SOURCE EXTRACT »

Being Jewish by “identity” implies that we are part of a large Jewish family for good and for ill. We identify with our fellow Jews wherever they are. We’re all cousins. This often comes up in connection with oppressed Jews or acts of anti-Semitism. The reality is that prejudice and persecution of Jews continues in our world, whether in diatribes from Iran, violence in Europe or incidents here at home. I believe this to be a negative, even destructive base for identity. Martin Peretz, Harvard educator and long time editor of the New Republic states, “Jewish meaning is made out of life, not out of martyrdom.” (p. 60) I believe we are stronger as a community when we focus on what we have done, not what has been done to us.

From our own recent experience, we identify with Jewish communities in a different kind of trouble- nature. As Jews we relate to all victims of natural disasters, but to say “I am Jewish” prompts us to identify with our particular people, like family. As the poster in our lobby so magnificently depicts, we were the beneficiaries of thousands of Jews who reached out to us following Hurricane Katrina. This past year, we in turn have responded to the Jewish communities in San Diego, devastated by fires, Iowa deluged by floods, and most recently in Texas, ravished by Hurricane Ike.

DATA SHOWN »
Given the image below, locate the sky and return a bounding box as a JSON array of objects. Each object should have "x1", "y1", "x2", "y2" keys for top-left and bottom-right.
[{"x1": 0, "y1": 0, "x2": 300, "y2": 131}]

WHAT THIS TASK INVOLVES »
Quote the passage on Jewish identity word for word, in full. This material plays no part in the work.

RESPONSE TO THIS TASK »
Being Jewish by “identity” implies that we are part of a large Jewish family for good and for ill. We identify with our fellow Jews wherever they are. We’re all cousins. This often comes up in connection with oppressed Jews or acts of anti-Semitism. The reality is that prejudice and persecution of Jews continues in our world, whether in diatribes from Iran, violence in Europe or incidents here at home. I believe this to be a negative, even destructive base for identity. Martin Peretz, Harvard educator and long time editor of the New Republic states, “Jewish meaning is made out of life, not out of martyrdom.” (p. 60) I believe we are stronger as a community when we focus on what we have done, not what has been done to us.

From our own recent experience, we identify with Jewish communities in a different kind of trouble- nature. As Jews we relate to all victims of natural disasters, but to say “I am Jewish” prompts us to identify with our particular people, like family. As the poster in our lobby so magnificently depicts, we were the beneficiaries of thousands of Jews who reached out to us following Hurricane Katrina. This past year, we in turn have responded to the Jewish communities in San Diego, devastated by fires, Iowa deluged by floods, and most recently in Texas, ravished by Hurricane Ike.